This is the first in a series of posts from Mark Bourrie, winner of CJFE's 2016-17 Bob Carty Free Expression Fellowship. Bourrie is using his Fellowship to conduct legal and historical research on the constitutional and Common Law basis of the public’s right to know.

By Mark Bourrie

When MP Charlie Angus filed an Access to Information (ATI) request for documents that might be useful in his fight against the Site C dam project in northern British Columbia, the federal Justice department told him he’d have to wait 960 days for the material to be collected and vetted. That makes the data—whatever it shows—worthless. An almost three-year wait gives the government time to approve the project and for the media to lose whatever interest it has in the story.

That kind of wait isn’t unusual in federal access requests, and the government’s well-known propensity for stalling has deterred many curious individuals, journalists and interest groups from filing ATI requests. The process is supposed to be inexpensive, starting with a token $5 payment. It is supposed to be simple. It is neither.

Unless a person has a lot of experience with access to information and privacy (ATIP) or a superb knowledge of the structure and workings of the federal government, it’s unlikely they’ll hit the ATIP bull’s-eye on the first shot, even if the material they’re looking for is not controversial. Business gets around this by hiring very good lawyers in blue-chip firms who are experts at extracting information. Media and the rest of us generally can’t afford the cost and the time.

ATIP and freedom of information laws are grounded on the idea that people have the right to see public documents. My work through the Bob Carty Free Expression Fellowship will help people argue that right exists in Canadian law, and that it is enforceable as part of the right of free expression and the right to be represented.

### [RECORDED INFORMATION]

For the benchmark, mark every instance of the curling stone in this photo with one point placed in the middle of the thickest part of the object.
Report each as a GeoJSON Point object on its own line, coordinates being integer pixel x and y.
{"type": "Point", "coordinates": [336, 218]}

### [REQUIRED TASKS]
A) Condense the paragraph of the access-to-information article that begins "When MP Charlie Angus filed" into a bulleted list that keeps its main facts.
B) In the access-to-information article, reproduce everything from "Unless a person" down to "and the time.".

### [EXERCISE ANSWERS]
A)
- MP Charlie Angus filed an Access to Information request for documents that might help his fight against the Site C dam project in northern British Columbia.
- The federal Justice department told him he would have to wait 960 days while the material was collected and vetted.
- A wait that long makes the data worthless, whatever it shows.
- An almost three-year wait gives the government time to approve the project and lets the media lose interest in the story.

B)
Unless a person has a lot of experience with access to information and privacy (ATIP) or a superb knowledge of the structure and workings of the federal government, it’s unlikely they’ll hit the ATIP bull’s-eye on the first shot, even if the material they’re looking for is not controversial. Business gets around this by hiring very good lawyers in blue-chip firms who are experts at extracting information. Media and the rest of us generally can’t afford the cost and the time.